- TEXTO SELECIONADO:
____________
A surpresa pela decisão foi ainda maior porque, em setembro, o procurador Michel Maes chegou a retirar as acusações contra Chirac. Mas os juízes levaram o caso adiante. Num comunicado, o ex-presidente, que acolheu o veredicto com serenidade, segundo seus advogados, afirmou que não irá recorrer da decisão, apesar de “contestar categoricamente o julgamento”. Ele negou ter cometido os crimes, mas afirmou que não dispõe das forças necessárias para uma nova batalha judicial. De acordo com um de seus advogados, Jean Veil, o ex-presidente ficou satisfeito pelo fato de o tribunal ter reconhecido ao menos que não houve nenhum enriquecimento pessoal no caso.

Réu se ausentou no julgamento

A condenação chega com mais de 15 anos de atraso, já que as acusações contra Chirac remontam aos anos 1990, quando ele foi prefeito de Paris. Na época, a prefeitura contratou com o consentimento de Chirac, segundo o tribunal, 19 funcionários-fantasmas que trabalhavam, na verdade, para o partido conservador RPR — que se transformou posteriormente na UMP, de Nicolas Sarkozy. Segundo os juízes, esse esquema, pelo qual foram condenadas ontem outras sete pessoas, custou aos cofres públicos o equivalente a 1,4 milhão. O atual chanceler, Alain Juppé, braço-direito de Chirac na Prefeitura de Paris, já havia sido condenado pelo mesmo caso em 2004, mas também não cumpriu pena.

Ontem, o candidato socialista à Presidência, François Hollande, criticou a demora da Justiça em punir Chirac, que se tornou presidente logo após deixar o cargo de prefeito, em 1995. Até 2007, enquanto esteve no poder, Chirac foi beneficiado pela imunidade presidencial, e não pôde ser julgado. Ao concluir seu segundo mandato, uma série de manobras de seus advogados retardaram ainda mais o processo.

— A Justiça venceu, e deveria vencer, para que não se instale um sentimento de impunidade. Mas venceu com tanto tempo de atraso que eu volto a uma questão importante, sobre o status penal do chefe de Estado — disse Hollande, atualmente favorito para as eleições do ano que vem. — Eu faria votar pelo Parlamento essa reforma para evitar que sejam necessários 15, 20 anos, para um presidente ser condenado.
____________
- DADOS PARA REVISÃO:
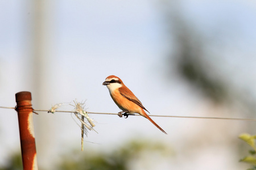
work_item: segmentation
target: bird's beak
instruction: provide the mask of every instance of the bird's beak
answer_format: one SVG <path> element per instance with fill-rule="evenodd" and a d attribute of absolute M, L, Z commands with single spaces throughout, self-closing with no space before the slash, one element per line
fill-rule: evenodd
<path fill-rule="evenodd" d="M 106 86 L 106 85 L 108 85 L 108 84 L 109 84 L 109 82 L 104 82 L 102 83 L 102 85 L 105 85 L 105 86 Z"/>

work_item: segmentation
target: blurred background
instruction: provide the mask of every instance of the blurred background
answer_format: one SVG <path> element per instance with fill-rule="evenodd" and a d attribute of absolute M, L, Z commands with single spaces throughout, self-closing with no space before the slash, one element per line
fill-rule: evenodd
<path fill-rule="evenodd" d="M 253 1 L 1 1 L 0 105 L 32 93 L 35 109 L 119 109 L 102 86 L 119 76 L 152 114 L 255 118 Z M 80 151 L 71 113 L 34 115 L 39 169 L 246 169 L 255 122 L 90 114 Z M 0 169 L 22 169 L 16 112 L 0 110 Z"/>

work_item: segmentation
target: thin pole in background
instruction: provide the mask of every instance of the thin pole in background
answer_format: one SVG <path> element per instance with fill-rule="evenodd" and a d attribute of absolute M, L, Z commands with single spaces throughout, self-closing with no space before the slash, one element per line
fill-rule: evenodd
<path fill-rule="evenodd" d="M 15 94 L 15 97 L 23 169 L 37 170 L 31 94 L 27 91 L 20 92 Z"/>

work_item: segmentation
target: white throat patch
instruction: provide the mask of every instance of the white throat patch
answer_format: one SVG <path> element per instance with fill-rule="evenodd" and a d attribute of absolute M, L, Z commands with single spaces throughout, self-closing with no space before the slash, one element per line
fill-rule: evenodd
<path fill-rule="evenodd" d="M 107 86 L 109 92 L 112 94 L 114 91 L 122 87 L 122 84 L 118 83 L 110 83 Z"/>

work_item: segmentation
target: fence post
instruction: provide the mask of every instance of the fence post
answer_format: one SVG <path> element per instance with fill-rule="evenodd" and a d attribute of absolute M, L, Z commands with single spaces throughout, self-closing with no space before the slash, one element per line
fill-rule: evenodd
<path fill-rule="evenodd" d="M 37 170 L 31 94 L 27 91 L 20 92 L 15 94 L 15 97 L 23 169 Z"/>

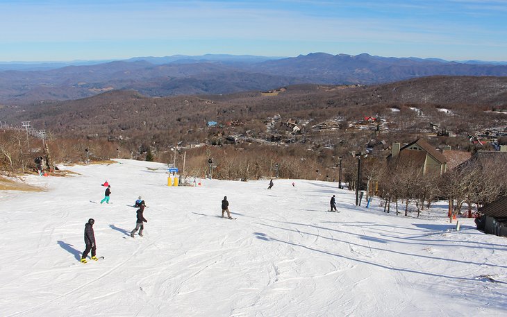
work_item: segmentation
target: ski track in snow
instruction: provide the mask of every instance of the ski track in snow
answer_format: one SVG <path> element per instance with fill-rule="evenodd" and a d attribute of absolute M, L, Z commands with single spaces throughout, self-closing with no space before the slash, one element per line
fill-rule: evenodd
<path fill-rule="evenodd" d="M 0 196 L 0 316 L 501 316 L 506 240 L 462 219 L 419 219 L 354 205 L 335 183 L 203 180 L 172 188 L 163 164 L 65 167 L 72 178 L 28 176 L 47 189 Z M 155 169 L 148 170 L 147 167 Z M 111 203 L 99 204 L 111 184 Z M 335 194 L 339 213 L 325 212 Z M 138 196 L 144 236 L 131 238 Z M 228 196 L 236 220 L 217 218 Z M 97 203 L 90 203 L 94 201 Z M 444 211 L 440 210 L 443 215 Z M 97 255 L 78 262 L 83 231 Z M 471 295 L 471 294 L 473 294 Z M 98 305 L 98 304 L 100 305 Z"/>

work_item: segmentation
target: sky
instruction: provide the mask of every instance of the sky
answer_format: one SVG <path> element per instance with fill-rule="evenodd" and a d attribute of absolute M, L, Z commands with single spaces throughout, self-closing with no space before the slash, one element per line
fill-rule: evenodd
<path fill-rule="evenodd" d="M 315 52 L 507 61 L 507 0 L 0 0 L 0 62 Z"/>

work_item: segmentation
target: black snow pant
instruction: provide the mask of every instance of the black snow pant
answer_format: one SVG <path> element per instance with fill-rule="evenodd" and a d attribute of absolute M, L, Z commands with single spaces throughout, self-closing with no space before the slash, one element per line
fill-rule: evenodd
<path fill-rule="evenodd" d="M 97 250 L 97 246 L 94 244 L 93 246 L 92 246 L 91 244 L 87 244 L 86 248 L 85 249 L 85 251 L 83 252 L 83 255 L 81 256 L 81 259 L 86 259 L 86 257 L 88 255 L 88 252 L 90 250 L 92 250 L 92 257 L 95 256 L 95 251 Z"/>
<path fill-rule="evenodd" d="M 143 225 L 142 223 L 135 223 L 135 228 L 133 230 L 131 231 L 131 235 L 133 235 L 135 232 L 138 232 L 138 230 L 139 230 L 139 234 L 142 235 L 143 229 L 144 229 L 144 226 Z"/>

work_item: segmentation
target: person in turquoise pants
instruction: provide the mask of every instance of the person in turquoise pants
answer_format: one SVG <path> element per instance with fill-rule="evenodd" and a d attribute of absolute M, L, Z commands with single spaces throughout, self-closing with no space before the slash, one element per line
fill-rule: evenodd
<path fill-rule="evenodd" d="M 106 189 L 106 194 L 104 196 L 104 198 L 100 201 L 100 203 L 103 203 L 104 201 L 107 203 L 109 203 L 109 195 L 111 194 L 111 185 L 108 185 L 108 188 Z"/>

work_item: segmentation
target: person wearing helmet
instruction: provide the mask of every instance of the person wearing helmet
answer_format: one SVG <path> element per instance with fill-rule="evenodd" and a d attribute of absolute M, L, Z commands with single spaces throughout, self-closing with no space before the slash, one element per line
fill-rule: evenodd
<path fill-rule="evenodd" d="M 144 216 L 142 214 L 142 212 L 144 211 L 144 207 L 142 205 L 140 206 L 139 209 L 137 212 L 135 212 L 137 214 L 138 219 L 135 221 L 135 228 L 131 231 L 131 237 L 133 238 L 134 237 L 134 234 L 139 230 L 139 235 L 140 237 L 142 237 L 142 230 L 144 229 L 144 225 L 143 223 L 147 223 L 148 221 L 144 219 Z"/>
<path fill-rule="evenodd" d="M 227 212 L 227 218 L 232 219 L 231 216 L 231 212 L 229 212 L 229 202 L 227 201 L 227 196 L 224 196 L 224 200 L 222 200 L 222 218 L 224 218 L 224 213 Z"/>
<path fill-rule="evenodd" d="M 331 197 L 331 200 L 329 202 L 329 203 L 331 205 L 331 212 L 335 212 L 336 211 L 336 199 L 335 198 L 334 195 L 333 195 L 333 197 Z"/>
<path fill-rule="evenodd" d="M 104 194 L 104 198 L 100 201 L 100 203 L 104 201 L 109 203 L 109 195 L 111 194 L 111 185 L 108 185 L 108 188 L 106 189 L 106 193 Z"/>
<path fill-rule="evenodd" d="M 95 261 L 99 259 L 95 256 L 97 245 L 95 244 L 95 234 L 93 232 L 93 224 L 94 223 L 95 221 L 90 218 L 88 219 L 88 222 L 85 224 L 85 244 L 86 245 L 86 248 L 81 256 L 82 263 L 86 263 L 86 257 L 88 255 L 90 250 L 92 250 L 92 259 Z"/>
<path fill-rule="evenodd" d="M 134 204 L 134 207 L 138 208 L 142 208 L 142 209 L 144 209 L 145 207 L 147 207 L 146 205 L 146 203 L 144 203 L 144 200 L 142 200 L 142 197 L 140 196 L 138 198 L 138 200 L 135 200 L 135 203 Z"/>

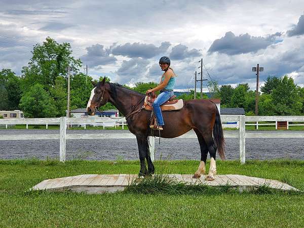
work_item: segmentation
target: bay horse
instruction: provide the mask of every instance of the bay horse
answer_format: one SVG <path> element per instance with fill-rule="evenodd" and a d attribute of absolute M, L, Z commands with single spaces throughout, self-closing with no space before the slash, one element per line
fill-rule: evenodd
____________
- INSTRUÇÕES DE TRABALHO:
A: De acordo com a notícia sobre Chirac, quantos funcionários-fantasmas a prefeitura contratou?
B: Resuma a notícia sobre Chirac em duas frases.
Baseie-se apenas na notícia sobre Chirac, sem usar as linhas.

- RESPOSTAS EM ORDEM:
A: 19 funcionários-fantasmas.

B: Chirac foi condenado por um esquema dos anos 1990, quando era prefeito de Paris, em que a prefeitura contratou 19 funcionários-fantasmas que trabalhavam para o partido RPR; ele nega os crimes, mas não vai recorrer da decisão. François Hollande criticou a demora da Justiça, já que Chirac teve imunidade presidencial até 2007 e manobras de seus advogados retardaram o processo, e defendeu uma reforma sobre o status penal do chefe de Estado.